DO THIS:
Reproduce the rows from the line containing "of the tire?" through the end of the rows, swapping every "Would you kindly" for "Could you" and leaving everything else unchanged.

SUPPLIED MATERIAL:
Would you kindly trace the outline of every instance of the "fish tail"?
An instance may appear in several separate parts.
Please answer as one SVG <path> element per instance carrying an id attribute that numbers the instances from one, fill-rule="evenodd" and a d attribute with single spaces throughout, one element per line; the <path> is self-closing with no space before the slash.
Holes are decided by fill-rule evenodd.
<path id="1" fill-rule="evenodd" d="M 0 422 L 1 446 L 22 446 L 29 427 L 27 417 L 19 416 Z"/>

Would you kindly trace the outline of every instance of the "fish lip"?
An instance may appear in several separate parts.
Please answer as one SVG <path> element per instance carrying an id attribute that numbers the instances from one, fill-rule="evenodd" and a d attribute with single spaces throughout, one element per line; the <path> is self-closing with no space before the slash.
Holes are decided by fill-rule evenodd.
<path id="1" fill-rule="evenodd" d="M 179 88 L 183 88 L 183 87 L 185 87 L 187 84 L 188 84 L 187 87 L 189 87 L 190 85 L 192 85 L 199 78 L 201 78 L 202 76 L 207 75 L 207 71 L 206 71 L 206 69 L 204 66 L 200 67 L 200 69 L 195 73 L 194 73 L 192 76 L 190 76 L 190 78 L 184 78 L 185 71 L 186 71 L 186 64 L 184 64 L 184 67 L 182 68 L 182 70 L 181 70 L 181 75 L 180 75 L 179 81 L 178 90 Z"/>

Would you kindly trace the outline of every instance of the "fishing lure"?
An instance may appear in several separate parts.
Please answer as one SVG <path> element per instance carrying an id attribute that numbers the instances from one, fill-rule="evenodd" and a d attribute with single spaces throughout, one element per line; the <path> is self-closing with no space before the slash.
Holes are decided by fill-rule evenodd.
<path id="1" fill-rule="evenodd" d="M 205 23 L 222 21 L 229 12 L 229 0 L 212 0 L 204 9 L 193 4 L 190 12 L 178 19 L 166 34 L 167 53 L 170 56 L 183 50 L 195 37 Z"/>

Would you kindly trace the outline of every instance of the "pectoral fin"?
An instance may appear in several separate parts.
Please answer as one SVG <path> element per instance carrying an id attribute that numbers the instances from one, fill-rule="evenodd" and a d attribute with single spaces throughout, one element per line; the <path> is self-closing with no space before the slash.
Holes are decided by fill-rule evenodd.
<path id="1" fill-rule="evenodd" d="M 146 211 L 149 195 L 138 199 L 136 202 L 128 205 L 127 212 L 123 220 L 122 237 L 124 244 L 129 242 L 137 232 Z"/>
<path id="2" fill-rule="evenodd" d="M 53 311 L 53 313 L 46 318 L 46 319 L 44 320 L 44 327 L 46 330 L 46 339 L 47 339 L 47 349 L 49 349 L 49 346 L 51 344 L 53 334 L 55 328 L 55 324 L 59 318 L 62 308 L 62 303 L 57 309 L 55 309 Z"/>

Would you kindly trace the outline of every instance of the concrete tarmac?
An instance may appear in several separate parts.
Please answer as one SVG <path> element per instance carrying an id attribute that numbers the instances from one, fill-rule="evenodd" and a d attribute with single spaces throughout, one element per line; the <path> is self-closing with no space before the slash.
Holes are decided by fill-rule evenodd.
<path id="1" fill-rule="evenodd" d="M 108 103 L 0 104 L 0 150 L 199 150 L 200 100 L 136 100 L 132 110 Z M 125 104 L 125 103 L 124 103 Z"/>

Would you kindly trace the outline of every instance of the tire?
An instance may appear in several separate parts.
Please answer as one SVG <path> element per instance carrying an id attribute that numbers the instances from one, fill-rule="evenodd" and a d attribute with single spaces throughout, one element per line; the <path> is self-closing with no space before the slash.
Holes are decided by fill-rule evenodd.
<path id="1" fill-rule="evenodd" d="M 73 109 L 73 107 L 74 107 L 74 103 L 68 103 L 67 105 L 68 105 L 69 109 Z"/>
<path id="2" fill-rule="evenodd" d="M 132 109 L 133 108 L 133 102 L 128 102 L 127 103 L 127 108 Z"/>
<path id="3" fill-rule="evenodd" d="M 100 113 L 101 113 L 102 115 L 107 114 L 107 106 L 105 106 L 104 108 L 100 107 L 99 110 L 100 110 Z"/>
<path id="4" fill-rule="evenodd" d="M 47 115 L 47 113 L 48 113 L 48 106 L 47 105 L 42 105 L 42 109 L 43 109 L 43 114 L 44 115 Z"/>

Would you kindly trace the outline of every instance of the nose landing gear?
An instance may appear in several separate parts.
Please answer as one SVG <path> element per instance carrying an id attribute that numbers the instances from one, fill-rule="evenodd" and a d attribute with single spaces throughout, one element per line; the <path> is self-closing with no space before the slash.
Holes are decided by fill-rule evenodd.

SOLUTION:
Could you trace the outline of every instance of the tire?
An instance may appear in several separate parts.
Please answer as one SVG <path> element per instance carrying an id attribute that numbers the instances from one, fill-rule="evenodd" and a d attribute with single spaces throughout, one element per line; the <path> is self-closing with no space before the slash.
Holes are decided by fill-rule evenodd.
<path id="1" fill-rule="evenodd" d="M 73 109 L 73 107 L 74 107 L 74 103 L 68 103 L 67 105 L 68 105 L 69 109 Z"/>
<path id="2" fill-rule="evenodd" d="M 132 109 L 133 108 L 133 102 L 128 102 L 127 103 L 127 108 Z"/>
<path id="3" fill-rule="evenodd" d="M 100 113 L 101 113 L 102 115 L 107 114 L 107 106 L 105 106 L 104 108 L 100 107 L 99 110 L 100 110 Z"/>
<path id="4" fill-rule="evenodd" d="M 47 115 L 47 113 L 48 113 L 48 106 L 47 105 L 42 105 L 42 109 L 43 109 L 43 114 L 44 115 Z"/>

Could you trace the outline of every instance of the nose landing gear?
An instance may appear in several separate parts.
Please answer as one SVG <path> element per instance carrying an id attribute that numbers the instances from one, fill-rule="evenodd" and a d attribute with single spaces throughout, one element per line; the <path> is self-closing with no space before the slash.
Holes are decided by fill-rule evenodd.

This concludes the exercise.